● Aim of the exercise:
Please count the lines in the items below that contain the word "grass". Reply with that number only.

● Supplied material:

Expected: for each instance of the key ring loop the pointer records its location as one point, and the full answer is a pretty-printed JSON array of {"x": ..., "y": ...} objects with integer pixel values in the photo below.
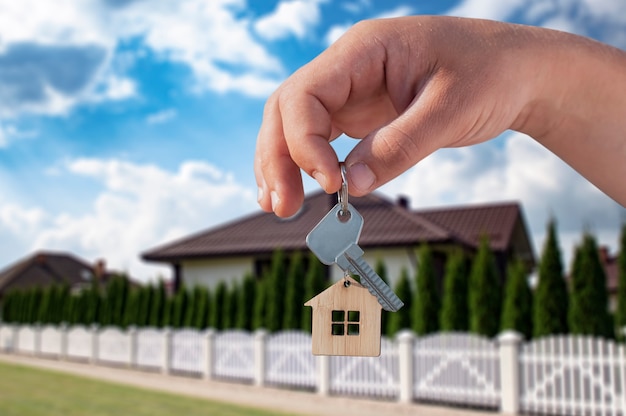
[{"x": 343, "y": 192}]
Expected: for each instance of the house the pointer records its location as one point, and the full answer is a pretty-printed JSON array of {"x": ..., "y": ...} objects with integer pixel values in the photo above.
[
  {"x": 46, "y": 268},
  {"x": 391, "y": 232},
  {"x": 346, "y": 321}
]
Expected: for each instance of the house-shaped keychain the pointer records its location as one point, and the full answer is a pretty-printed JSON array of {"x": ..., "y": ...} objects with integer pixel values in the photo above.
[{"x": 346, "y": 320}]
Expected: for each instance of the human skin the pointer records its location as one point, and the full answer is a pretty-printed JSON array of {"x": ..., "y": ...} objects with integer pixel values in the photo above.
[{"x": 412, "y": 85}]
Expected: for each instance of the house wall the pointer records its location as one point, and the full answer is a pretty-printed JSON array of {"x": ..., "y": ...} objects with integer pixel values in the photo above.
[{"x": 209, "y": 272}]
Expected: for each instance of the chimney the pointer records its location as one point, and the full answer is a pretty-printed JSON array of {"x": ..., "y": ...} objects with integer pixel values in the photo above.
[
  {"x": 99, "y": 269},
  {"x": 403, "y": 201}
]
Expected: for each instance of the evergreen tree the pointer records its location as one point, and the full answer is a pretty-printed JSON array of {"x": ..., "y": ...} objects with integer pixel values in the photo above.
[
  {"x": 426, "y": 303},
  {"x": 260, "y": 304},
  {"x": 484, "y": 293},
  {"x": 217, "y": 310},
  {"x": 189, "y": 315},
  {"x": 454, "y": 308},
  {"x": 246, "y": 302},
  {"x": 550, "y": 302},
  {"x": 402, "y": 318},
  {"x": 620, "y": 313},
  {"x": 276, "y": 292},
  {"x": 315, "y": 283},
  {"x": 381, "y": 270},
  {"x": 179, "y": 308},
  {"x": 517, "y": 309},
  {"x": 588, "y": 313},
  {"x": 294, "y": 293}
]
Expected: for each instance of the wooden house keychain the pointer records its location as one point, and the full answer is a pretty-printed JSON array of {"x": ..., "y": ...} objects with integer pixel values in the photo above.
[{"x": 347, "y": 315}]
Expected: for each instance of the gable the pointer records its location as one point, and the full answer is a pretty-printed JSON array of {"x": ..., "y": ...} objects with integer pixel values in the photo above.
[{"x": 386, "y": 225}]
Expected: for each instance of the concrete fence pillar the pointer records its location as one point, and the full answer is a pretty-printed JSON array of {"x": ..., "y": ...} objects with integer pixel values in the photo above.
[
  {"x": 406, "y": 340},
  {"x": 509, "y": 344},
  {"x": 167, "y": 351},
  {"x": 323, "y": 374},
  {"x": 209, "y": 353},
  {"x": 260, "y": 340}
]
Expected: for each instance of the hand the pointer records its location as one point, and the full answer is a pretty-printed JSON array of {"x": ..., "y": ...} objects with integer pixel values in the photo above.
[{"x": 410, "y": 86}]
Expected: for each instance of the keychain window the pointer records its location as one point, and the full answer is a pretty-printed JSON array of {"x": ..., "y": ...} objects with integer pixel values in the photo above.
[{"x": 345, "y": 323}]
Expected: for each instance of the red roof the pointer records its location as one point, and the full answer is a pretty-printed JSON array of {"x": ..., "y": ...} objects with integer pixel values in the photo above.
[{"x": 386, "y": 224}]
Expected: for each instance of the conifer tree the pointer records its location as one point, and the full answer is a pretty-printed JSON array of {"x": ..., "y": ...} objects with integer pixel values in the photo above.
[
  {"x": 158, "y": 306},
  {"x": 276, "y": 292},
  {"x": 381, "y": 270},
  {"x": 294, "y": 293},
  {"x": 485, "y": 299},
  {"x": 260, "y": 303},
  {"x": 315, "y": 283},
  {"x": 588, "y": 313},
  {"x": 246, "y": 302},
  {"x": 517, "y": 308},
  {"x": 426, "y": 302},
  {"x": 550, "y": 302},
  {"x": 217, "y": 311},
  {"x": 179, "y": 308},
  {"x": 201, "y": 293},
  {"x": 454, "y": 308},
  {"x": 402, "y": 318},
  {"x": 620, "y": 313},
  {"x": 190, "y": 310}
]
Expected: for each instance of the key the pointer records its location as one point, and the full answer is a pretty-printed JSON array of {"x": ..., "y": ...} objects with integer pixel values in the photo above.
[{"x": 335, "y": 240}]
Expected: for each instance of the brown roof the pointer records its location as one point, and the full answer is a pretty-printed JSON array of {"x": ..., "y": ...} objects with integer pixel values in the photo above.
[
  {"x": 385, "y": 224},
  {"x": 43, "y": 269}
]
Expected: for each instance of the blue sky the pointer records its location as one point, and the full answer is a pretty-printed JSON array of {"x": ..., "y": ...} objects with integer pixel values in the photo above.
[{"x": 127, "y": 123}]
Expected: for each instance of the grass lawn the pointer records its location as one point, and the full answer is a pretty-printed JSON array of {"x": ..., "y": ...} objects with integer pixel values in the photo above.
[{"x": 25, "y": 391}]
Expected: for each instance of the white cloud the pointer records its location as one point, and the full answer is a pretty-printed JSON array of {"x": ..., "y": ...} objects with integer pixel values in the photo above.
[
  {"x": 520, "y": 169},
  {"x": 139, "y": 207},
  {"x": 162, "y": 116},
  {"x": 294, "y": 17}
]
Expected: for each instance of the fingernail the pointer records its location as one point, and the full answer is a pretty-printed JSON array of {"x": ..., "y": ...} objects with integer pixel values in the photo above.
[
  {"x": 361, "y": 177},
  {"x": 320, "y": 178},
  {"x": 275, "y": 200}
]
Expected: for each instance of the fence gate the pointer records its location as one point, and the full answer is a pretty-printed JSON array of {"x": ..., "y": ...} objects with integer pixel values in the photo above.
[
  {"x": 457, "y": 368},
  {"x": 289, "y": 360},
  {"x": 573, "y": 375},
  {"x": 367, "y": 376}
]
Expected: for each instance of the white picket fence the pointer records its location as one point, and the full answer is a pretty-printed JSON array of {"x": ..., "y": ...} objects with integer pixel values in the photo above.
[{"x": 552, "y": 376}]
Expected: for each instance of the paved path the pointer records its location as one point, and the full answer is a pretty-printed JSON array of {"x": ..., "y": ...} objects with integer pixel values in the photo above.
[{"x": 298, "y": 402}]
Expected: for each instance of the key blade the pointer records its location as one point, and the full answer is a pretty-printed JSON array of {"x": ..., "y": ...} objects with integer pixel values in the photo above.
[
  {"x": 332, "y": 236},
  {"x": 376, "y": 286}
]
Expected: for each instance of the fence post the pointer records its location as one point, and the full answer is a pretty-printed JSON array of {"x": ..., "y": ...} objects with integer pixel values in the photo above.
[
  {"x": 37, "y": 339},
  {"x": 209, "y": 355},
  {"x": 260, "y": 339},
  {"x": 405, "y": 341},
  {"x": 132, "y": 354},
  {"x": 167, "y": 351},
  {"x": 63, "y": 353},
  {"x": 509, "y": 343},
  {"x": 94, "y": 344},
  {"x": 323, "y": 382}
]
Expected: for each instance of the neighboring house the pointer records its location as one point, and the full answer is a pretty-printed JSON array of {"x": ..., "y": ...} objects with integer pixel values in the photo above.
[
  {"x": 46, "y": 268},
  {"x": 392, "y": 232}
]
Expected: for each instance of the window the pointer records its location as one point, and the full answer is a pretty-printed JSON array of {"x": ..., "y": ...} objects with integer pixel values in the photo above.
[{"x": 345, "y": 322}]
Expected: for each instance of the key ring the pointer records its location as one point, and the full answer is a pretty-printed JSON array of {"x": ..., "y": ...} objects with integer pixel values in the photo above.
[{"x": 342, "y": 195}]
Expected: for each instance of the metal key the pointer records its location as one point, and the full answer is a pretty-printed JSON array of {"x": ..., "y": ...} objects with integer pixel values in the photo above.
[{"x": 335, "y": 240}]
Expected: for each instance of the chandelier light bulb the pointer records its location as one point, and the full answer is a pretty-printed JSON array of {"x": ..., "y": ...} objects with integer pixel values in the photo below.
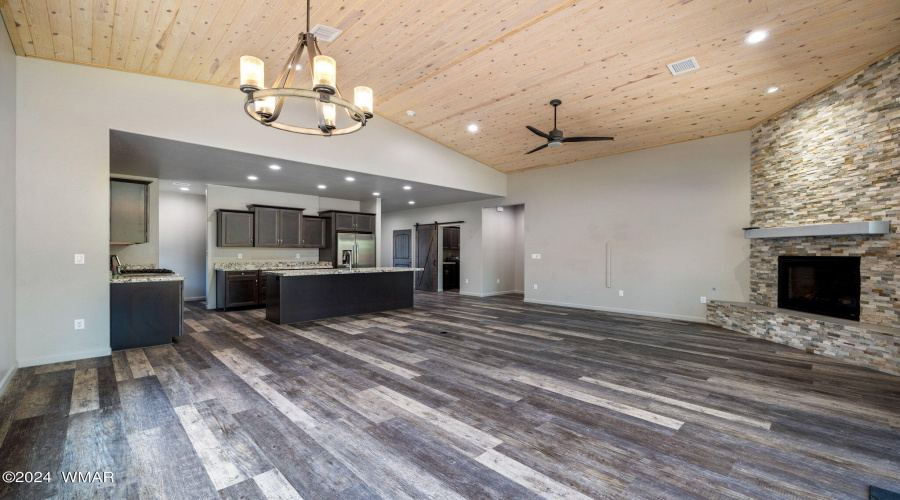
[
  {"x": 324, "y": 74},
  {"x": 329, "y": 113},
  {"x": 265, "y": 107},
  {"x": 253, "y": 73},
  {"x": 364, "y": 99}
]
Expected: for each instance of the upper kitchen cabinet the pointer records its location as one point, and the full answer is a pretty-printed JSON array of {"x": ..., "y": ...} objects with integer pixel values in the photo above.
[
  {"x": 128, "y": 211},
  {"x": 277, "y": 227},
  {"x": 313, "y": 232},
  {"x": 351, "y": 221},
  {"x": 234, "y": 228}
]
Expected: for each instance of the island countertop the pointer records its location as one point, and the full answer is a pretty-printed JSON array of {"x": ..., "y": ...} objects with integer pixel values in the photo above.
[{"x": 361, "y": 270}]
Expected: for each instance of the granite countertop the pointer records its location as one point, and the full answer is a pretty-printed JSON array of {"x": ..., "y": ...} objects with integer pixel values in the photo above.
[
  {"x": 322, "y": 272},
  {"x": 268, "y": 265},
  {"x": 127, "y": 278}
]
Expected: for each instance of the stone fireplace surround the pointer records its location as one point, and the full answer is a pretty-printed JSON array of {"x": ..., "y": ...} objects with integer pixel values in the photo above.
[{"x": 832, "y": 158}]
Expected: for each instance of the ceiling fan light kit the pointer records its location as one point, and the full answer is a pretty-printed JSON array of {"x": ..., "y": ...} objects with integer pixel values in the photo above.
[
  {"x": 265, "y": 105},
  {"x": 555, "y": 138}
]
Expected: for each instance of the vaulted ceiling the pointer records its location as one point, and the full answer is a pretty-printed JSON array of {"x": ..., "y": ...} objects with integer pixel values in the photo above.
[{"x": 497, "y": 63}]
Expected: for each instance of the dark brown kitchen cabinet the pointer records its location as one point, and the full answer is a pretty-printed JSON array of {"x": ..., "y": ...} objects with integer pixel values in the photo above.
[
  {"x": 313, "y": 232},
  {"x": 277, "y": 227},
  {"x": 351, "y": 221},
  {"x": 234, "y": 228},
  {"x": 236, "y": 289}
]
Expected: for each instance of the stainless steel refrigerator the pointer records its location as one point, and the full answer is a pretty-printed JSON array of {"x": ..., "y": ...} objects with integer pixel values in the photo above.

* * *

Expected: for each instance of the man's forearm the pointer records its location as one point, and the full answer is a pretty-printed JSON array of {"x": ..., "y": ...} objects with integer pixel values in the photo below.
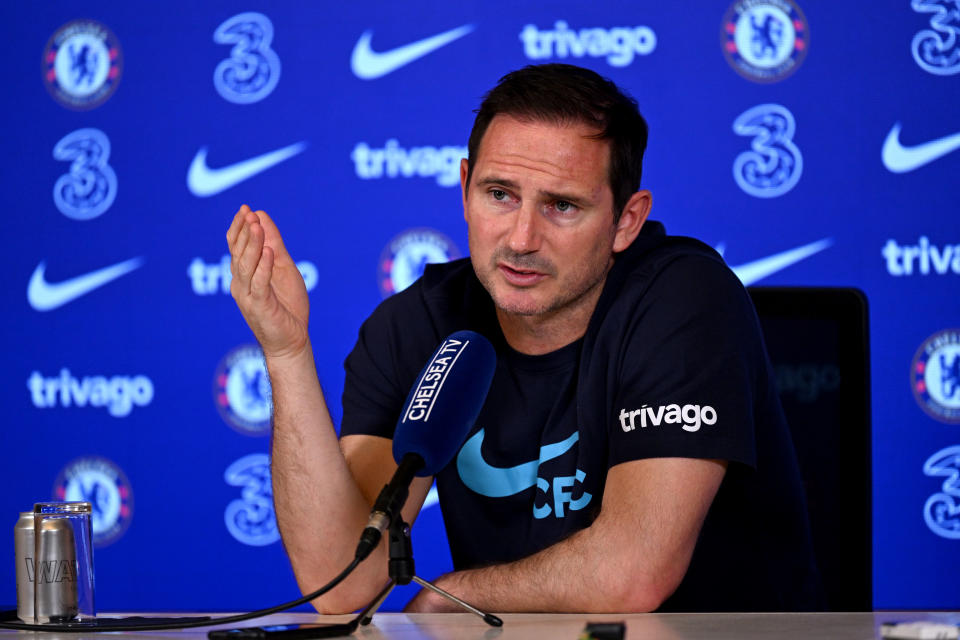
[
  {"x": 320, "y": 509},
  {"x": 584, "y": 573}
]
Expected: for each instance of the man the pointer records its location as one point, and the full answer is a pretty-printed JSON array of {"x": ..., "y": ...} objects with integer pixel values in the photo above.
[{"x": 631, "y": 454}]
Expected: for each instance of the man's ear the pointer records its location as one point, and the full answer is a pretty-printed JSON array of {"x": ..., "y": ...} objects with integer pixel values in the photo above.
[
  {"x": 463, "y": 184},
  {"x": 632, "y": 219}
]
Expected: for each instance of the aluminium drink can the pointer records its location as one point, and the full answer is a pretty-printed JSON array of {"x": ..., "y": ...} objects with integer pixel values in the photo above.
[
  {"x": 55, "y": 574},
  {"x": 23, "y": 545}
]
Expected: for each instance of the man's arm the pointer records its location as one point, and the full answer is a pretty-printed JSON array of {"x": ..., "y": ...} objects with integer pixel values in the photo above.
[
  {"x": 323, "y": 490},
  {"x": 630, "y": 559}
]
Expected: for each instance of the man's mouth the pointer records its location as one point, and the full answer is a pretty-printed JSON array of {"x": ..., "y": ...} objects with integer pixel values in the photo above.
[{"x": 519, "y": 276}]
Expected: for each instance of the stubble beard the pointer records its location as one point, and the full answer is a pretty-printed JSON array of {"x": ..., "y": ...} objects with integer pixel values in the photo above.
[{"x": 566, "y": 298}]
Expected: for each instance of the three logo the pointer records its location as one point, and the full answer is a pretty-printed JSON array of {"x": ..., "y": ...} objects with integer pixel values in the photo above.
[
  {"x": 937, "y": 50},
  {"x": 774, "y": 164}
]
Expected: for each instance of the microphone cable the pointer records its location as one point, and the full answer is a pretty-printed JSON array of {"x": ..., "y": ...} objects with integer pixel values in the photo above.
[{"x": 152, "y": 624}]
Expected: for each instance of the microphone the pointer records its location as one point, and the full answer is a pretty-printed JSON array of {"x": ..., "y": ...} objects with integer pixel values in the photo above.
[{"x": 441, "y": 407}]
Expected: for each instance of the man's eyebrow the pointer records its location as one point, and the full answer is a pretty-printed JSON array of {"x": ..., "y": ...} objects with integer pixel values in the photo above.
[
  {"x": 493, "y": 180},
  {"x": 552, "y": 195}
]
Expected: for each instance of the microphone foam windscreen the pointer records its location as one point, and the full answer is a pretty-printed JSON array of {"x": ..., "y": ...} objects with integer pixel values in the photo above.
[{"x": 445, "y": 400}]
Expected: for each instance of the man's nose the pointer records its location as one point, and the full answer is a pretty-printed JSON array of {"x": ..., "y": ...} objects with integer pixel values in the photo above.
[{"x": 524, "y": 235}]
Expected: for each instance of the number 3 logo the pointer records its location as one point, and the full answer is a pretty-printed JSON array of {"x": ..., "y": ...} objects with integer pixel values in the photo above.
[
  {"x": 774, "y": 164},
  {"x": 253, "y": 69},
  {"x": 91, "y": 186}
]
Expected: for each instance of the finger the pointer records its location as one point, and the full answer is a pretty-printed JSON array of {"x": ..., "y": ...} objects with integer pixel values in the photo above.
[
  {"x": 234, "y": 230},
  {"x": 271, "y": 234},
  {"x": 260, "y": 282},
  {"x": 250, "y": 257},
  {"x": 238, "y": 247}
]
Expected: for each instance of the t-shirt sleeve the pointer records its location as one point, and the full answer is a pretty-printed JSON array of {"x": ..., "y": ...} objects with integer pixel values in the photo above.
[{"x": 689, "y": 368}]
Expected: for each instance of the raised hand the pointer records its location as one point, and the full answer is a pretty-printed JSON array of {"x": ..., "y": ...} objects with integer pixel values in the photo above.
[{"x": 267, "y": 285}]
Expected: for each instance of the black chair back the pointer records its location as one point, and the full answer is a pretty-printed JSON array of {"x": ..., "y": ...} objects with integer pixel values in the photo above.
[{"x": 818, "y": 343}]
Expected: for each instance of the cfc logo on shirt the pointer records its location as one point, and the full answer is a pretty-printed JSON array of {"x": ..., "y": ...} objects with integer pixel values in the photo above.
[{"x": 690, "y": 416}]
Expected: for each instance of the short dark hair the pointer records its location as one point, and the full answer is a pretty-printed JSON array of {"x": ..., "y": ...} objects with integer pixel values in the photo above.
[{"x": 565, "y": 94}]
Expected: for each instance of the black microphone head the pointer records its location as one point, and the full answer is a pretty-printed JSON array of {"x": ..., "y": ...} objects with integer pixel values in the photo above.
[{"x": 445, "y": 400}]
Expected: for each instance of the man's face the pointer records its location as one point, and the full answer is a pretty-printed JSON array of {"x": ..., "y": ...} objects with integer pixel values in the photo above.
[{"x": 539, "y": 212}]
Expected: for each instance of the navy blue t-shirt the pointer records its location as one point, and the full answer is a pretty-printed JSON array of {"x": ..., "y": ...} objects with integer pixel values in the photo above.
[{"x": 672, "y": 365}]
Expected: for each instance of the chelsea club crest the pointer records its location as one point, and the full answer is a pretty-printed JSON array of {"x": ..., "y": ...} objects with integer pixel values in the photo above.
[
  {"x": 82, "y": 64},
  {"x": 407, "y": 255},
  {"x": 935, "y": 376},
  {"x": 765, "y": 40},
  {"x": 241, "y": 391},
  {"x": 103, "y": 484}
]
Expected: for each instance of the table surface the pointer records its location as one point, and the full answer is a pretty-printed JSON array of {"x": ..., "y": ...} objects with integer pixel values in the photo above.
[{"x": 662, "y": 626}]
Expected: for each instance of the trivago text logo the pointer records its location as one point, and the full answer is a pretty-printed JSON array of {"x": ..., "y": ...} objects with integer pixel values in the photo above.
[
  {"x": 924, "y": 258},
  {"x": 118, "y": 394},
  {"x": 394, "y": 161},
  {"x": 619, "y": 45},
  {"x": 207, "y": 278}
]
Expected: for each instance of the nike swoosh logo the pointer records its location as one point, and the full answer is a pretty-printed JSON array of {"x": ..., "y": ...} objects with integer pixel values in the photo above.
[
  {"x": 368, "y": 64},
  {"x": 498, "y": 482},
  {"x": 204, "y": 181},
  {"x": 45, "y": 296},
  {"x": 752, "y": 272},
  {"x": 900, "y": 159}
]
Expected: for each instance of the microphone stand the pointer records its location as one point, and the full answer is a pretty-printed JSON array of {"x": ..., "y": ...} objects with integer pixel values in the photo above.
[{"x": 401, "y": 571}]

● Output of the task:
1